- WHAT YOU HAVE TO DO: In the text on the Darfur genocide, which town did the JEM and SLM rebels attack in early February 2003?

The Darfur Genocide in Sudan marks the first genocide in the 21st century. Since early 2003, many darfuri men,women, children were murdered..The conflict came from deep ethnic hatred and a history of civil war between nomadic and agricultural tribes. When the Darfur Genocide took place, many human rights were violated. A US Marine, Brian Steidle,was able to observe the Darfuri people and the human dignities of which they were so dearly neglected [W]itnessed systematic attacks against civilians carried out by the Sudanese government and its allied militias, the Janjaweed”(Human Rights Watch). These attacks led to an estimated amount of 300,000 Darfuris dead in the years of 2003-2008. As the Darfuri people continued to suffer, Darfur remained a hostile place for many years.

In early February 2003, the region of Sudan’s Darfur rebels are under the militaristic dictatorship of Omar Al Bashir. The Justice and Equality Movement (JEM) and Sudan Liberation Movement (SLM) rebels attacked the town of El Fasher, due to decades of neglect and claims of ethnic cleansing of all Africans in Darfur by the central government. (Google Sites) Lacking any political means to compete against such great social and economic marginalization, the rebel Darfuris picked up arms to coerce the Sudanese government.

Under the rule of Omar Al Bashir, the government retaliated with extreme military force against civilians and devised the Janjaweed militia to fight the rebel SLM and JEM armies. The Janjaweed and the Sudanese regime used the ideas of salafist discourse to designate Darfuris of the Fur, Zaghawa, and Masalit tribes as infidels (karfir). The salafist discourse was a excuse by the Janjaweed militia and Sudanese to target the mainly Muslim population. “A mechanism needed to be developed, according to which the people of Darfur could be classified as evil, justifying their destruction. Capitalizing on the Salafist roots of its ideology, the regime managed to develop a powerful narrative that categorized Darfuris as infidels by connecting them to Judaism.” ( Alhaj Warrag)

The onslaught of these beliefs led to the malicious reasoning of the Janjaweed and constituted to the murder of over 300,000 Darfuri citizens, the sexual violation of thousands of young women and children, the thousand villages burnt to ash, and the 2.5 million displaced by the paramilitary forces (Janjaweed) under the puppet strings and influence of the Sudanese government.

On the account of the unstable nature in the Darfur region showed in 2003, is only the outcome of developing tensions since 1955. Due to growing impacts of desertification caused tension to grow between nomadic and agricultural communities. The encroaching deserts forced nomads further south and into ever so increasing conflicts with farming communities. The increasing scarcity of resources led to the rise of tribal antipathies over a period of 20 years. Rising tensions between nomadic and agricultural tribes ended in 1972 with a Addis Ababa agreement, which gains Sudan independence but contributes to a rise of power or coup d’ état and constant conflict continues to cause a unstable government. Later in the year 1977, oil is discovered in southern Sudan. Imperialistic nations such as China, Britain, and India use Sudan’s currently brittle state and “when countries [Sudan] with a few other resources of national wealth exploit their petroleum reserves… and the well equipped and often privileged security forces of the years ‘petro-states’ can be counted on to support them” combining these dictatorial tendencies with history and thirst with imperialistic Chinese, Indian, and British economies, and a formula for destabilization in conflict is formed in Africa. (How oil drives the genocide in Darfur)

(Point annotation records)
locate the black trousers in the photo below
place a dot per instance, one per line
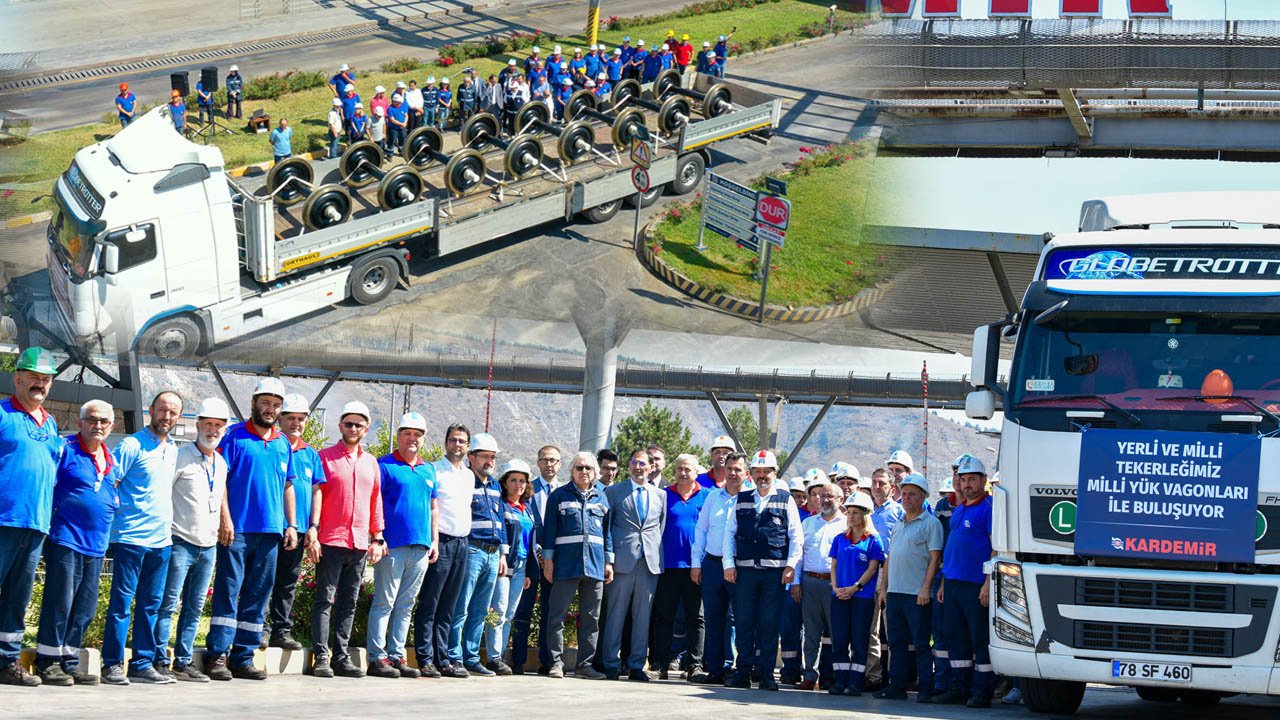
(338, 577)
(676, 589)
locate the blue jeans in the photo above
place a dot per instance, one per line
(137, 578)
(68, 606)
(397, 578)
(242, 587)
(850, 629)
(506, 601)
(472, 606)
(190, 570)
(758, 597)
(970, 650)
(909, 625)
(718, 611)
(19, 555)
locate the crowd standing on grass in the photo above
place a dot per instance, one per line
(863, 582)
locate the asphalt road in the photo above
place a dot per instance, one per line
(540, 698)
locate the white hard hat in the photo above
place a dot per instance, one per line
(901, 458)
(269, 386)
(970, 464)
(483, 442)
(516, 465)
(414, 422)
(296, 402)
(814, 477)
(918, 481)
(214, 408)
(859, 500)
(356, 408)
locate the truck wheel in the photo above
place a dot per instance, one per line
(689, 173)
(1055, 697)
(1157, 695)
(374, 281)
(172, 338)
(648, 197)
(603, 212)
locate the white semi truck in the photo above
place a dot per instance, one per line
(1137, 516)
(154, 245)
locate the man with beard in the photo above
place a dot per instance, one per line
(259, 504)
(199, 486)
(141, 543)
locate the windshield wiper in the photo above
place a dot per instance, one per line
(1235, 397)
(1128, 415)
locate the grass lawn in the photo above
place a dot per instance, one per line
(33, 164)
(823, 260)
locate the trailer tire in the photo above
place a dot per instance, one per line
(1156, 695)
(1054, 697)
(373, 281)
(689, 173)
(603, 212)
(173, 338)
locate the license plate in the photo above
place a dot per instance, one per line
(1159, 671)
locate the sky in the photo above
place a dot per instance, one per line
(1183, 9)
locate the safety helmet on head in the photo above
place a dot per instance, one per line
(270, 386)
(483, 442)
(215, 409)
(296, 402)
(356, 408)
(37, 360)
(412, 422)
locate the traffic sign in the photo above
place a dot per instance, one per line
(773, 210)
(640, 178)
(641, 153)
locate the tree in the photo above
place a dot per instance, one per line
(654, 425)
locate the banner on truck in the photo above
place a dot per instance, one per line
(1168, 495)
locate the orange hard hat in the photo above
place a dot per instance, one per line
(1217, 384)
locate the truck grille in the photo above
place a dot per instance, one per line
(1146, 595)
(1206, 642)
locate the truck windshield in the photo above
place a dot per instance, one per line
(73, 247)
(1142, 364)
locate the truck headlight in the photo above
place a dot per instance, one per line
(1010, 592)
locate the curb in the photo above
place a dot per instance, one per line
(749, 309)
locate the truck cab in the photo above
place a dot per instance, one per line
(1137, 518)
(142, 236)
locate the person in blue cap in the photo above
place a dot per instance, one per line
(30, 450)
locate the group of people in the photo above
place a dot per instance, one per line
(711, 572)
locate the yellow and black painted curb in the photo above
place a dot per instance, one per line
(746, 308)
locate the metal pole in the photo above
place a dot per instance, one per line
(764, 282)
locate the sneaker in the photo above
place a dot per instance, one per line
(150, 675)
(284, 641)
(248, 673)
(403, 669)
(216, 668)
(55, 675)
(114, 675)
(188, 674)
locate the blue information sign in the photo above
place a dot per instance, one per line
(1168, 495)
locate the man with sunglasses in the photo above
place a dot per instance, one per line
(28, 465)
(350, 529)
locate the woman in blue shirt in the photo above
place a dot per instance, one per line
(519, 516)
(855, 560)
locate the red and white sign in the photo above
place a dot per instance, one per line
(640, 178)
(773, 210)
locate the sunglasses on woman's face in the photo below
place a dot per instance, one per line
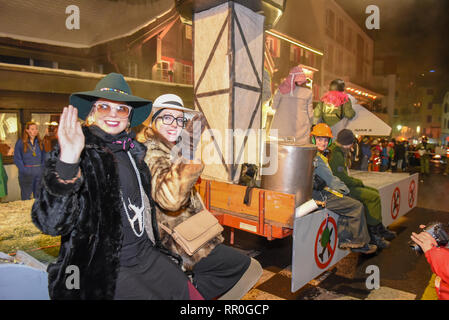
(168, 119)
(104, 108)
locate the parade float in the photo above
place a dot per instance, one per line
(228, 90)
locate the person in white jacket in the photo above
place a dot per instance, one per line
(294, 108)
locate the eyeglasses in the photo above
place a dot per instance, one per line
(103, 108)
(168, 120)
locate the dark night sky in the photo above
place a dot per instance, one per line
(415, 30)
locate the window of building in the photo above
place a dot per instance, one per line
(187, 74)
(330, 23)
(9, 133)
(339, 65)
(340, 32)
(188, 30)
(163, 71)
(295, 53)
(273, 46)
(348, 41)
(329, 58)
(132, 69)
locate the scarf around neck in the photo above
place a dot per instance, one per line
(119, 142)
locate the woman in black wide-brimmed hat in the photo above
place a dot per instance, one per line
(96, 195)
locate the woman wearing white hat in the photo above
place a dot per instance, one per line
(171, 141)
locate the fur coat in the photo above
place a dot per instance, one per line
(172, 187)
(85, 212)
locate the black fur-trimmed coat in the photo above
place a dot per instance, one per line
(85, 212)
(172, 182)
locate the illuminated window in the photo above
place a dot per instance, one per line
(163, 71)
(9, 132)
(348, 41)
(295, 53)
(273, 46)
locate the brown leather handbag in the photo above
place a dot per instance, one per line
(196, 231)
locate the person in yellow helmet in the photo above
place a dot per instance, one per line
(352, 229)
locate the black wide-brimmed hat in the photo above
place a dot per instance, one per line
(112, 87)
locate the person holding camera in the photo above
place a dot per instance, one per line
(438, 258)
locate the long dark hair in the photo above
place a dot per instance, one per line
(26, 137)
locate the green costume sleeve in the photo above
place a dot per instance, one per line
(348, 111)
(338, 166)
(317, 113)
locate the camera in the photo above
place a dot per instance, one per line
(439, 231)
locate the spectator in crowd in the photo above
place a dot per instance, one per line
(29, 159)
(367, 195)
(96, 195)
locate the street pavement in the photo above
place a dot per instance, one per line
(404, 275)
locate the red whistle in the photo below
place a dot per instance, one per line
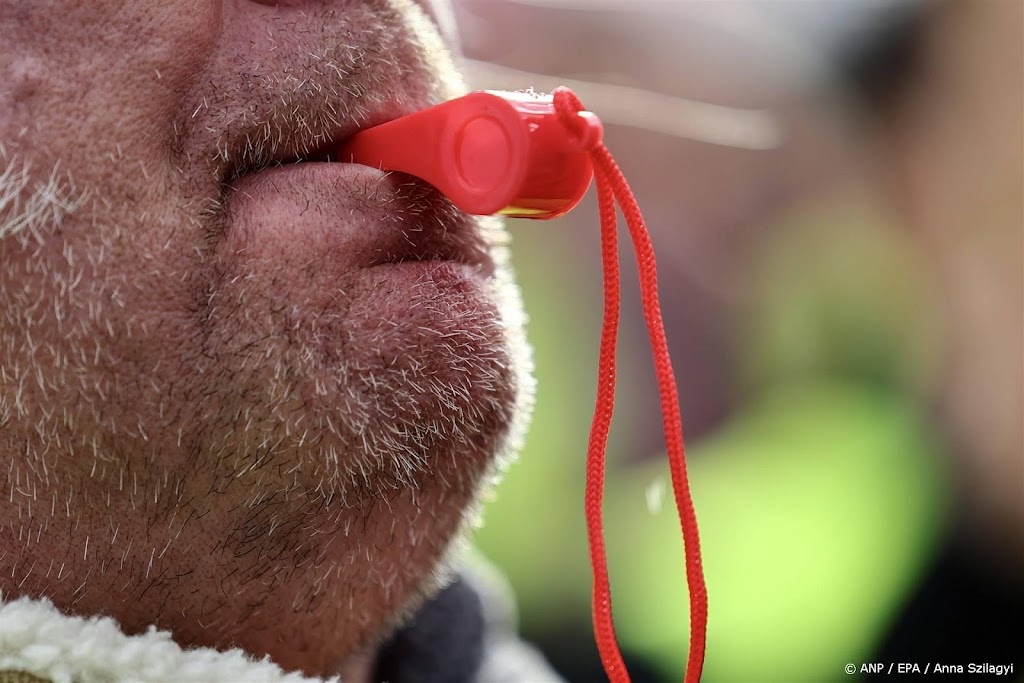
(488, 152)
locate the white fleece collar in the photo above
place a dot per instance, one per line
(37, 638)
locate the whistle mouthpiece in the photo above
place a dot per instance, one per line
(488, 152)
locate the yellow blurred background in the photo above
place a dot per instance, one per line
(836, 193)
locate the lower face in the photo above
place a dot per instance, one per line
(244, 398)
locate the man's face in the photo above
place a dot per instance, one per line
(244, 395)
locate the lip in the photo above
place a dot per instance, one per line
(350, 216)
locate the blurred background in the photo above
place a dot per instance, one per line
(836, 193)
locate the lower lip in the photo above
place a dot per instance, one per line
(347, 214)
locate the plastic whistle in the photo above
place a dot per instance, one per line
(488, 152)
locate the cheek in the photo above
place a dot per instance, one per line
(93, 86)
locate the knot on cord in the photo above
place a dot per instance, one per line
(570, 114)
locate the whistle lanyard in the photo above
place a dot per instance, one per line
(534, 156)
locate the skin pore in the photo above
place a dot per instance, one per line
(249, 400)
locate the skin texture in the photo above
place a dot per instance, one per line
(243, 399)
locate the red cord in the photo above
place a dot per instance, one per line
(611, 187)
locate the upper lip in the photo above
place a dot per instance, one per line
(296, 145)
(435, 230)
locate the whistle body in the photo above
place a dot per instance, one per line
(488, 152)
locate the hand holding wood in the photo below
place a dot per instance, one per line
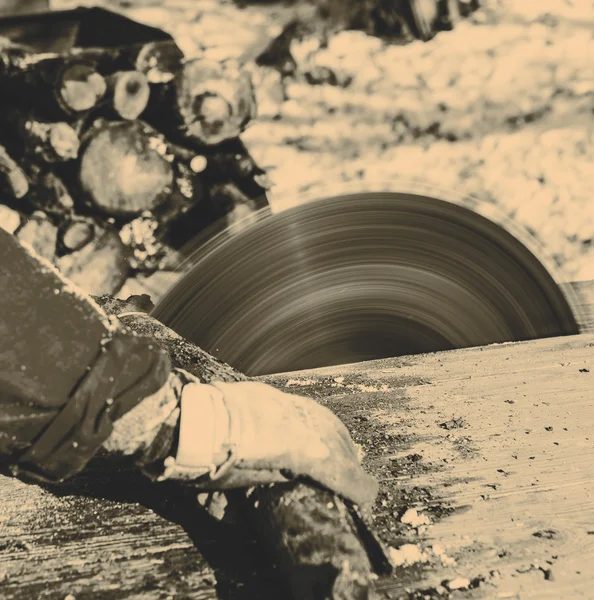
(248, 433)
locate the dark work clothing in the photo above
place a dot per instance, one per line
(67, 371)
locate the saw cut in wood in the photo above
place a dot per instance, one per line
(362, 275)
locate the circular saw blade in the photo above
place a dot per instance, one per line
(361, 276)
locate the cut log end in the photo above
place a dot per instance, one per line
(214, 103)
(12, 177)
(98, 267)
(159, 61)
(129, 92)
(76, 234)
(81, 87)
(121, 170)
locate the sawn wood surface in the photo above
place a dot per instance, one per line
(492, 447)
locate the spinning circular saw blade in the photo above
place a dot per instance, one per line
(364, 275)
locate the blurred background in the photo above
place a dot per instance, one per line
(494, 99)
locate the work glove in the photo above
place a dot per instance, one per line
(238, 435)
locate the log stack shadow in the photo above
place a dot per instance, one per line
(112, 157)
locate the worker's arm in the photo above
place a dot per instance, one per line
(73, 380)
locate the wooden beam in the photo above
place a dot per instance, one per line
(487, 453)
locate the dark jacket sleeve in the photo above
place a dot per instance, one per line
(67, 371)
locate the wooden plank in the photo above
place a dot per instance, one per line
(494, 475)
(495, 446)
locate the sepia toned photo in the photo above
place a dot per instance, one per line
(297, 299)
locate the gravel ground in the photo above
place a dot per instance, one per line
(500, 108)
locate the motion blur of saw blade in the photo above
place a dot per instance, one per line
(363, 275)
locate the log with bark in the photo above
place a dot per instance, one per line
(13, 180)
(323, 545)
(123, 171)
(128, 93)
(59, 87)
(206, 103)
(75, 149)
(32, 138)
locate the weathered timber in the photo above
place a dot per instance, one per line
(491, 446)
(31, 138)
(50, 193)
(100, 265)
(122, 170)
(206, 103)
(75, 233)
(310, 530)
(10, 220)
(158, 61)
(13, 180)
(127, 94)
(40, 233)
(56, 86)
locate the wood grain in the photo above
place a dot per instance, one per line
(502, 442)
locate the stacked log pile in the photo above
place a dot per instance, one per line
(110, 159)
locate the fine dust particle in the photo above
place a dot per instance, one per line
(407, 554)
(413, 518)
(460, 583)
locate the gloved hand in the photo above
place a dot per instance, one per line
(242, 434)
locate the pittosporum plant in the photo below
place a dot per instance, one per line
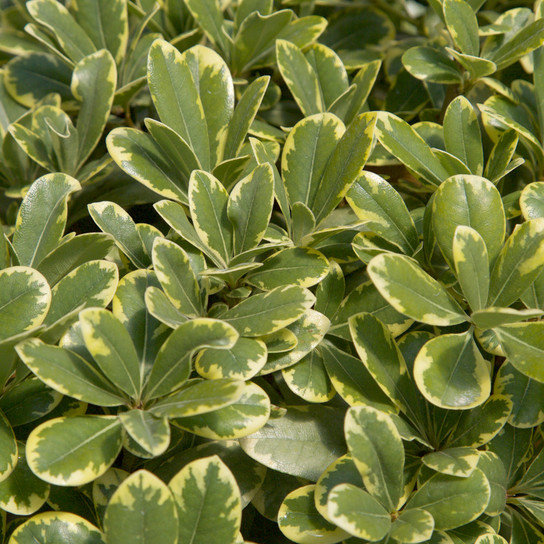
(271, 272)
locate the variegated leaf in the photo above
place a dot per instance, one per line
(358, 512)
(413, 292)
(242, 361)
(296, 266)
(42, 217)
(177, 278)
(459, 462)
(143, 510)
(250, 206)
(112, 219)
(376, 448)
(207, 501)
(70, 451)
(25, 298)
(172, 366)
(111, 347)
(243, 417)
(451, 373)
(149, 432)
(54, 527)
(452, 501)
(68, 373)
(312, 433)
(299, 520)
(268, 312)
(198, 397)
(22, 493)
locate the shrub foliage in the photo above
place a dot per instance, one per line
(271, 272)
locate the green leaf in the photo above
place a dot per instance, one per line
(299, 520)
(93, 84)
(143, 510)
(28, 401)
(300, 78)
(413, 292)
(106, 23)
(198, 397)
(42, 217)
(412, 526)
(462, 26)
(214, 82)
(527, 396)
(309, 379)
(478, 426)
(308, 148)
(302, 443)
(112, 219)
(172, 366)
(22, 493)
(265, 313)
(68, 373)
(451, 373)
(478, 205)
(207, 501)
(25, 298)
(452, 501)
(300, 266)
(461, 129)
(459, 462)
(242, 361)
(90, 284)
(140, 156)
(208, 202)
(177, 278)
(149, 432)
(471, 263)
(523, 344)
(176, 97)
(207, 14)
(358, 513)
(70, 451)
(383, 211)
(57, 19)
(250, 206)
(531, 200)
(376, 448)
(518, 264)
(344, 166)
(73, 252)
(501, 155)
(129, 307)
(113, 350)
(32, 77)
(8, 448)
(384, 361)
(243, 417)
(527, 39)
(402, 141)
(256, 38)
(54, 527)
(493, 468)
(309, 331)
(431, 65)
(351, 379)
(243, 116)
(493, 317)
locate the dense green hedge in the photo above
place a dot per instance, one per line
(272, 271)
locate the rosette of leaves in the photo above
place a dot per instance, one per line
(58, 38)
(371, 493)
(461, 59)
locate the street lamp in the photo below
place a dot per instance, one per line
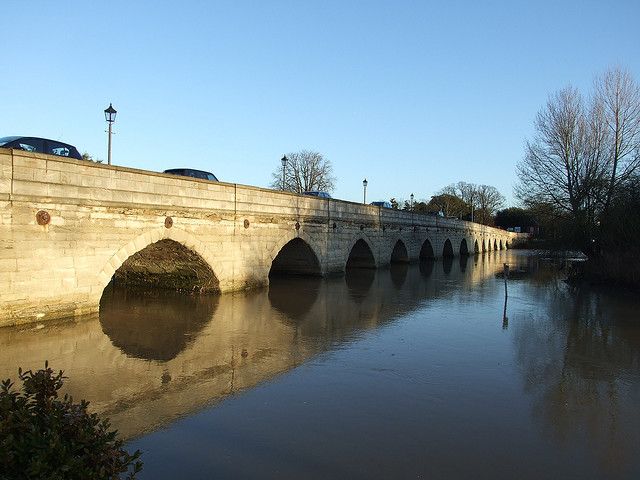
(284, 167)
(110, 117)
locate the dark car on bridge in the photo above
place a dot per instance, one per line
(41, 145)
(316, 193)
(190, 172)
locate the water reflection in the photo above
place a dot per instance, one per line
(359, 281)
(147, 362)
(426, 266)
(580, 359)
(293, 296)
(153, 325)
(398, 273)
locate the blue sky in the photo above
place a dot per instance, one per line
(412, 95)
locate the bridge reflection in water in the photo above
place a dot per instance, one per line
(147, 359)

- PROBLEM SOLUTION: El Fasher